Please reproduce every entry below with "instance" swapped for "occurrence" and everything else unchanged, omitting the pictures.

[START Exercise input]

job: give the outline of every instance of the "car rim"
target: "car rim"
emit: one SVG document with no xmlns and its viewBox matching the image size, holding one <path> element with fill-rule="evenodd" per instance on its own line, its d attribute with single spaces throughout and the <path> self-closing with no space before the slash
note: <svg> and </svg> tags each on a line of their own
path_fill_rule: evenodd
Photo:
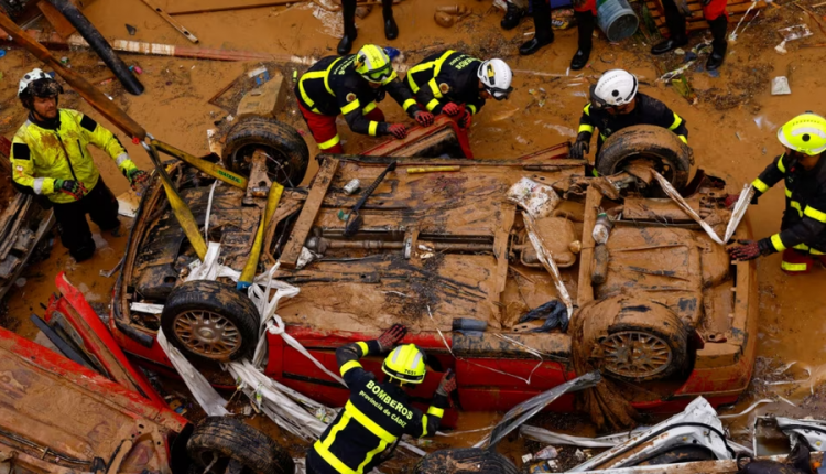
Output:
<svg viewBox="0 0 826 474">
<path fill-rule="evenodd" d="M 623 377 L 651 377 L 671 365 L 671 346 L 651 333 L 621 331 L 610 334 L 601 344 L 606 368 Z"/>
<path fill-rule="evenodd" d="M 188 311 L 175 317 L 175 337 L 189 351 L 209 358 L 226 358 L 241 346 L 232 322 L 209 311 Z"/>
</svg>

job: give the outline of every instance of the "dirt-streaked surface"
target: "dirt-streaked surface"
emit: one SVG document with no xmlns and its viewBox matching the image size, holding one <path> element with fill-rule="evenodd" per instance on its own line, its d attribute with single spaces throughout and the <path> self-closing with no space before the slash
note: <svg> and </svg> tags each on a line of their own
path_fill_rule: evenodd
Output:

[END Exercise input]

■ Final answer ■
job: give the outline of every occurrence of the "car rim"
target: "car rim"
emit: one SVG document with no xmlns and its viewBox matching the image size, holding one <path> element with fill-rule="evenodd" per occurrence on its own line, its d attribute with single spaces throughout and the <path> self-closing with no space before the slash
note: <svg> and </svg> tags each on a line of their own
path_fill_rule: evenodd
Photo:
Output:
<svg viewBox="0 0 826 474">
<path fill-rule="evenodd" d="M 623 377 L 651 377 L 671 365 L 671 346 L 651 333 L 621 331 L 610 334 L 601 344 L 606 368 Z"/>
<path fill-rule="evenodd" d="M 188 311 L 175 317 L 175 337 L 189 351 L 209 358 L 226 358 L 241 346 L 232 322 L 209 311 Z"/>
</svg>

job: give the outline of every occurrence of the "dirt-streaked surface"
target: "dirt-streaked surface"
emit: one SVG document with no xmlns and its viewBox matching the image size, holding one <path> element with fill-rule="evenodd" per occurrence on its own line, its d attribute with single spaces throughout and the <path> self-closing with no space before the slash
note: <svg> and </svg> tags each on a line of their own
path_fill_rule: evenodd
Output:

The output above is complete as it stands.